'''

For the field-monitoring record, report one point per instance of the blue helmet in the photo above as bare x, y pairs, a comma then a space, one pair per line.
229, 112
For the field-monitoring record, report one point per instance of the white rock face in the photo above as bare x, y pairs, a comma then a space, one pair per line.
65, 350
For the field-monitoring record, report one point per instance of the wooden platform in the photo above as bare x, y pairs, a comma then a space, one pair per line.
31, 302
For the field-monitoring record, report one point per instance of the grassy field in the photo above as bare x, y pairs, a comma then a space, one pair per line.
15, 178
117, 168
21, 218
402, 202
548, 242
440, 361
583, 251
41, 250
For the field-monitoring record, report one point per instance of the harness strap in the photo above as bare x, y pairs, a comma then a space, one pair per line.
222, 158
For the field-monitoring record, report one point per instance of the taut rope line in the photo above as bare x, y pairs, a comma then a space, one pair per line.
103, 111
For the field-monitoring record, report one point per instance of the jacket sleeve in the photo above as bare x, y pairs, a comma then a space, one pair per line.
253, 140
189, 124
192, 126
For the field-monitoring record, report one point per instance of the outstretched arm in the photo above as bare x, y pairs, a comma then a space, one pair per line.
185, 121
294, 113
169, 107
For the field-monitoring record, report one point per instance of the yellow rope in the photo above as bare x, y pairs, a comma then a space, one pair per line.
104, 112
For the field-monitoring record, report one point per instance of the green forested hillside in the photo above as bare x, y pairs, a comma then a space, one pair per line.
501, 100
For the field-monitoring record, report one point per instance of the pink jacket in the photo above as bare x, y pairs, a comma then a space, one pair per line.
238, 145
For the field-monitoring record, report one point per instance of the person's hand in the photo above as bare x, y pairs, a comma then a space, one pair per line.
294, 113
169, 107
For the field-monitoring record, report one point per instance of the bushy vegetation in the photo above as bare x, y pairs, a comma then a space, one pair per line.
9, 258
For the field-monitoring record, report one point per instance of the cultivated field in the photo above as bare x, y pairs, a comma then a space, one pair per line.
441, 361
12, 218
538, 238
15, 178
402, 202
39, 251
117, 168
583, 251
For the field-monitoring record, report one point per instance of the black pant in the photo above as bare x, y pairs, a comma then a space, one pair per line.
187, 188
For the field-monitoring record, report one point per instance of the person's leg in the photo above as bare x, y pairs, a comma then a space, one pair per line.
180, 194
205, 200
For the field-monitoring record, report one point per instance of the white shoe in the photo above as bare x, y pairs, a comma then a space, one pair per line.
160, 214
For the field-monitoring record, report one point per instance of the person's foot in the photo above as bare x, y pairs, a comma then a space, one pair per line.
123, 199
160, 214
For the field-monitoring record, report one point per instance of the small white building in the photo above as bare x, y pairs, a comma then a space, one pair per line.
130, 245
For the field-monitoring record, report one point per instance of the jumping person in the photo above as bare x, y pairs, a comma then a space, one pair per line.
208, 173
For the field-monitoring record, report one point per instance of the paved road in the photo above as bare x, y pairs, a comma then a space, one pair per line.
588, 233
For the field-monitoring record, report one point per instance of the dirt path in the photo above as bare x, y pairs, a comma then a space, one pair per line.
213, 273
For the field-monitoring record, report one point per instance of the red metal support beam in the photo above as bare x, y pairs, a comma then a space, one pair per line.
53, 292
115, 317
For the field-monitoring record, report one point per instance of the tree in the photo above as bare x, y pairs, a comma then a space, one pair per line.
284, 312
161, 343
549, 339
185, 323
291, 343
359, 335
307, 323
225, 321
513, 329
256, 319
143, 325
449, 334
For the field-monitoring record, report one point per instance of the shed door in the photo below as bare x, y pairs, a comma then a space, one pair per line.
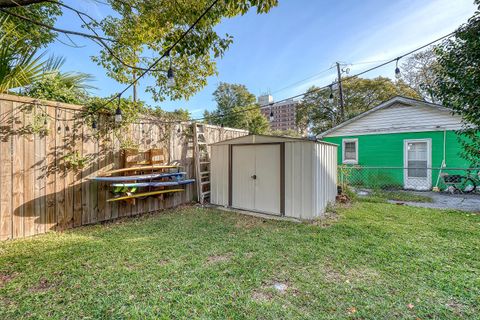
243, 168
256, 178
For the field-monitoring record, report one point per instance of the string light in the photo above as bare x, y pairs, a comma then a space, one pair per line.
397, 69
330, 98
118, 112
170, 74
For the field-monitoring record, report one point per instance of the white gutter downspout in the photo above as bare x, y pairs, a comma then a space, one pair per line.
443, 165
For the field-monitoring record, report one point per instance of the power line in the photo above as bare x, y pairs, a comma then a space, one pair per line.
303, 80
166, 53
64, 31
269, 105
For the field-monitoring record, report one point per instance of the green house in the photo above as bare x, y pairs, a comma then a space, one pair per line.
402, 143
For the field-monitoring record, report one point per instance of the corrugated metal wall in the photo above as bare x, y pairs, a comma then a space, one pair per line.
219, 175
325, 173
310, 177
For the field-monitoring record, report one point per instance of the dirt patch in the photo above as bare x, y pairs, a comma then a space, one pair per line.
6, 278
268, 291
248, 222
351, 275
249, 255
219, 258
262, 296
456, 307
43, 285
163, 262
329, 219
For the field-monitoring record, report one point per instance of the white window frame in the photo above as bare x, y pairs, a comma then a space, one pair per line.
428, 184
356, 151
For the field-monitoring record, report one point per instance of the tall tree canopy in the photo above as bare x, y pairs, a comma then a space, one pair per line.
237, 108
457, 83
32, 36
140, 31
418, 71
317, 114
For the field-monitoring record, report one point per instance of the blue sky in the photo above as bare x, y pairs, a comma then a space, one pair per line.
299, 39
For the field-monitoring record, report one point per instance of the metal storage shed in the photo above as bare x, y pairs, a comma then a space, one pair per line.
275, 175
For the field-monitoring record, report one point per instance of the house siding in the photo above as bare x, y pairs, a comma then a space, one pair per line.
386, 150
401, 118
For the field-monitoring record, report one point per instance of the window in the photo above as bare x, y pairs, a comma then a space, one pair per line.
350, 151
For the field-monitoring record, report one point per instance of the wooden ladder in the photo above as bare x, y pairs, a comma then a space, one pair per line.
202, 163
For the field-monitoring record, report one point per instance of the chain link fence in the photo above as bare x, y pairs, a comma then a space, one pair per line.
453, 180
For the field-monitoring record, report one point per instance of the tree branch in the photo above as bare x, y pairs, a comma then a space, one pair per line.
65, 31
21, 3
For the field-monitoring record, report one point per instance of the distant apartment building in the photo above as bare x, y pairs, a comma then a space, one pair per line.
284, 113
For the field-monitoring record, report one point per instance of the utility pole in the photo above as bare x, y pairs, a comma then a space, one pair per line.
340, 92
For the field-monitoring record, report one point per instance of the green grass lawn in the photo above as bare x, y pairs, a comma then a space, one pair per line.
378, 261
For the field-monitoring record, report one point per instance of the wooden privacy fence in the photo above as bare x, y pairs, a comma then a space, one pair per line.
48, 153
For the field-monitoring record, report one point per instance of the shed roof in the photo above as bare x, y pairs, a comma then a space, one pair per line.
256, 138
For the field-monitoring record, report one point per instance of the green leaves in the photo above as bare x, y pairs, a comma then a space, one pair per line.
234, 102
143, 30
457, 83
360, 95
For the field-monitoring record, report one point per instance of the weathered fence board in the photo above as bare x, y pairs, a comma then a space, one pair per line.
41, 192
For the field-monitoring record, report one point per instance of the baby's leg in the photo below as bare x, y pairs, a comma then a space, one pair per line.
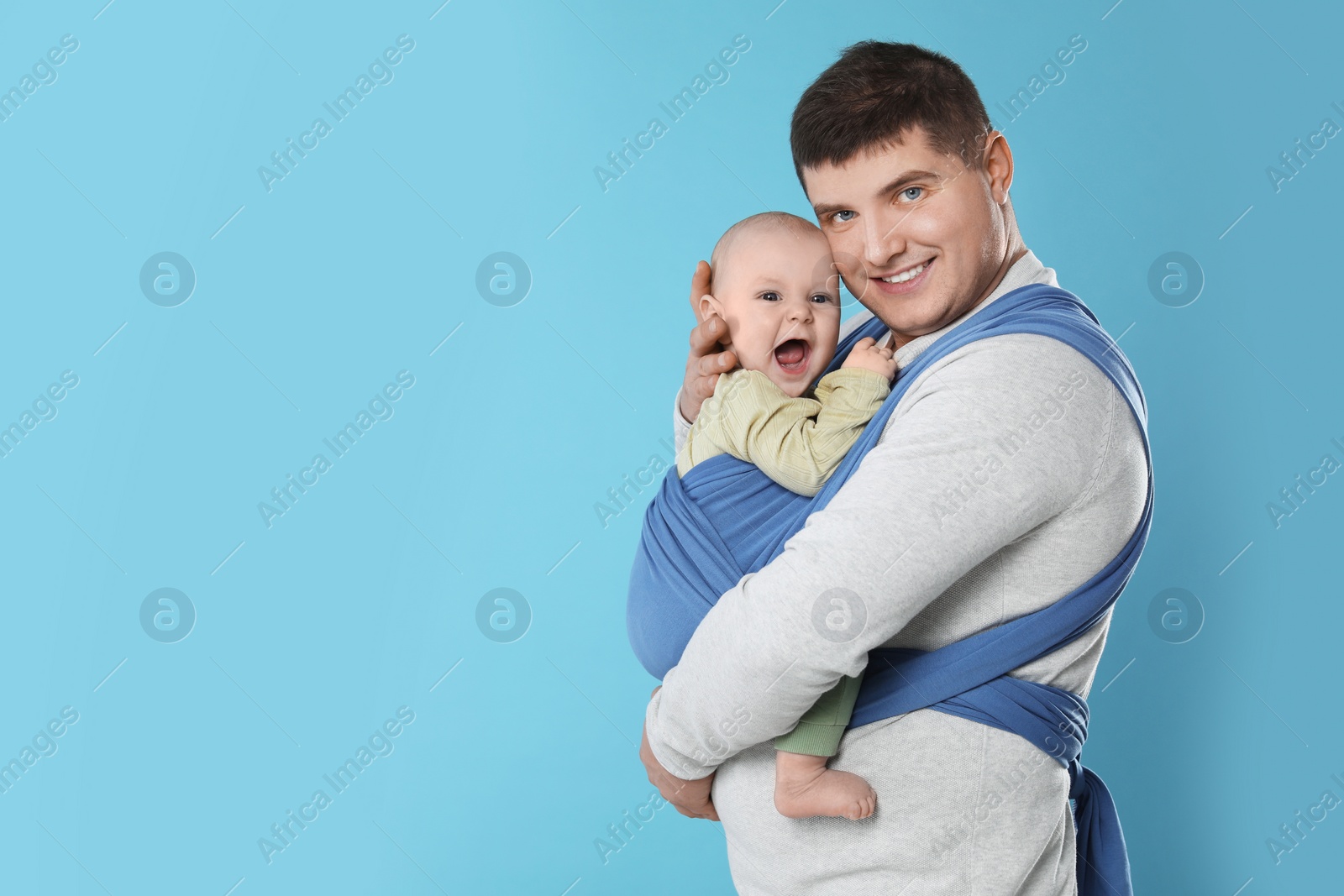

'''

### Problem requirements
From the first line to the last, set down the data exactly, without the pictures.

### Answer to the problem
For the field-monitoring record, report one point per instance of the blue helmet in the photo above as bare x, y pairs, a comma then a space, one pair per line.
229, 112
For the field-monitoring record, report one point per instance of the white rock face in the photo above as bare x, y pairs, a comma then a space, one pair per line.
65, 350
For the field-monitoring record, report one point per instance of the wooden platform in the photo above as bare x, y pairs, a comma then a space, one pair per line.
31, 302
For the field-monitoring record, report one point per instance of the grassy field in the photo above as bare x, y pairs, a comma then a space, one pair per line.
15, 178
117, 168
21, 218
402, 202
548, 242
440, 361
583, 251
41, 250
For the field-monitoring record, report one point per instance of the harness strap in the photo above as bare x, y pairs, a comma then a space, one pair per line.
222, 158
For the field-monitoring record, report one point per instance of the taut rope line in the photo above as bare x, y pairs, a comma then a space, one pair per line.
103, 111
For the field-monitoring record, report one point per instance of the jacket sleeve in the photo above as bare x, y pairs, a comma then a space, one pair per line.
253, 140
189, 124
192, 126
For the field-monitoring record, report one point per instance of the outstretched arm in the photo above as bare x, y pairs, a comma then a space, one pair per line.
185, 121
294, 113
169, 107
For the field-monitoring record, report one point per instance of the yellow rope in the photo above as bare x, y pairs, a comma then a space, one pair per line.
104, 112
For the field-monitoring record, report one point per instance of the green forested hillside in the photo above as bare x, y pairs, a comma then a space, one pair per line.
501, 100
For the field-monitoring record, report one point per instance of the pink jacket in the photo above as bare x, y pairs, a comma then a space, one pair per line.
238, 145
For the field-monitoring record, report one point per instance of the person's hand in the photo above as bare x, y pairs, a comma then a space, one pair per line.
294, 113
169, 107
For the field-monitoring record, report one point per instance of the bushy vegetation in the photo above as bare x, y pairs, a comma then a space, one pair per line.
9, 258
For the field-monitoring record, report one point per instance of the cultivated field in the photo above as bare x, y pairs, a comma then a space, one pair per line.
441, 361
12, 218
538, 238
15, 178
402, 202
39, 251
117, 168
583, 251
For the field-monitoring record, report one point per instance of the black pant in the photo above as bare x, y pairs, a comma then a space, one pair per line.
187, 188
For the field-monitoring record, report one point per instance of the person's leg in the photo above as bare x, y pairs, a comma then a space, one pair per line.
180, 194
205, 200
For the field-monitoring record, report one point per instance of the white shoe in the photo above as bare x, y pairs, a comma then a space, one pair per line.
160, 214
For the field-monitoring record, report one point per instance of the person's foot in the photo above as bare x, y pairs, a comma then a space, one pair per line.
123, 199
160, 214
For the field-monitoring record, report one point per instance of the small white building in the photo above as bare x, y pairs, a comma then a space, one pair per line.
130, 245
For the field-monitoring record, report one point per instance of the jumping person in the photo above as bare x, y pairs, a comma then a space, one pair per line.
208, 173
For the field-monitoring record, report one point per instance of the paved road in the photo above as bare x, y pairs, a comma then a space, one pair per line.
588, 233
For the field-monitoring record, report one point per instance of the dirt path in the photo above as bare x, y pairs, a comma then a space, one pair per line.
213, 273
For the field-monitoring record, report one point per instance of the red metal support beam in the photo above as bare x, y pairs, a comma then a space, one pair per line.
53, 292
115, 317
For the field-monitoring record, report one point per instance of the tree in the photo above as bare x, y pairs, a comma then a space, one pair per line.
284, 312
161, 343
549, 339
185, 323
291, 343
359, 335
307, 323
225, 321
513, 329
256, 319
143, 325
449, 334
For the field-monitoring record, report one point per instance of the shed door in the photo below as bare x, y pairs, a comma then a space, one pair per line.
243, 168
256, 178
For the field-monitoring record, report one point per instance of the string light in the photo above as bare x, y pairs, a comma then a space, one pair per line.
397, 69
330, 98
118, 112
170, 74
For the field-monitoring record, report one point per instance of the white gutter downspout in the photo above as bare x, y pairs, a comma then a space, one pair per line.
443, 165
For the field-monitoring record, report one point per instance of the power line in the photo above as bare x, y pairs, a comma then a space, one pair per line.
303, 80
166, 53
64, 31
269, 105
For the field-monitoring record, report one point per instance of the green house in the photo above as bare x, y pairs, a comma then a space, one pair per line.
402, 143
For the field-monitoring record, report one point per instance of the corrugated metal wall in the photo above as bare x, y pairs, a comma then a space, one pair per line.
219, 175
325, 173
310, 177
For the field-monitoring record, report one point per instance of the dirt patch in the photo above as bare x, y pairs, a comma then a space, one pair per line.
6, 278
268, 291
248, 222
351, 275
249, 255
219, 258
262, 296
456, 307
43, 285
163, 262
329, 219
For the field-monitoring record, report one point per instance of the white window frame in the photo above as bare x, y pairs, a comma then a space, one pair per line.
428, 184
356, 151
For the field-monitoring record, report one point per instance of the tall tree canopy in the photo above as bare x, y pairs, a comma then a space, one pair per line.
237, 108
457, 83
32, 36
140, 31
418, 71
317, 114
For the field-monitoring record, report one point per instance of the blue sky in the photo above as bare x, y pairs, a comma then a space, one pair per line.
299, 39
For the field-monitoring record, report one point per instance of the metal storage shed in the photo above as bare x, y pairs, a comma then a space, one pair per line.
275, 175
For the field-monitoring record, report one point per instance of the house siding in the photo above as bare x, y pairs, a comma then a space, one pair per line.
386, 150
401, 118
For the field-monitoring record, report one point per instance of the window in the photo above as bare x, y pairs, a comma then a space, one pair per line.
350, 151
For the field-monitoring record, report one point per instance of the wooden ladder in the photo above as bare x, y pairs, a comma then a space, one pair per line.
202, 163
For the field-monitoring record, report one point per instance of the chain link fence in the photo above as bare x, y pairs, a comma then a space, one pair per line.
453, 180
For the field-monitoring record, report one point per instance of the tree branch in the photo above as bare x, y pairs, a comma then a space, one pair per line.
65, 31
21, 3
For the field-monitoring record, report one point per instance of the distant apartment building in the photo above as bare x, y pairs, a comma then a space, one pair per line.
284, 113
For the field-monitoring record, report one point per instance of the utility pole in the photo above as bare x, y pairs, a comma then a space, one pair per line.
340, 92
For the field-monitoring record, report one point per instance of the green grass lawn in the photo above as bare x, y pairs, a comma then a space, one pair per line.
378, 261
For the field-monitoring record, report one point per instance of the wooden privacy fence in the photo above as bare x, y pairs, a comma then a space, one pair per line.
48, 153
For the field-monitoring record, report one point per instance of the shed roof in the photo above as bare x, y pairs, a comma then a space, one pair per line.
256, 138
For the field-monitoring record, report one point per instance of the green leaves in the photo above as bare x, y pairs, a comma then a space, one pair per line.
234, 102
143, 30
457, 83
360, 95
For the field-monitoring record, report one point per instance of the weathered fence board in the photo above as bare x, y pairs, a comma then a space, one pair per line.
41, 192
For the field-monitoring record, report one point per instance of the baby's leg in the photo below as bare x, y pairs, a comma then a space, one pair per line.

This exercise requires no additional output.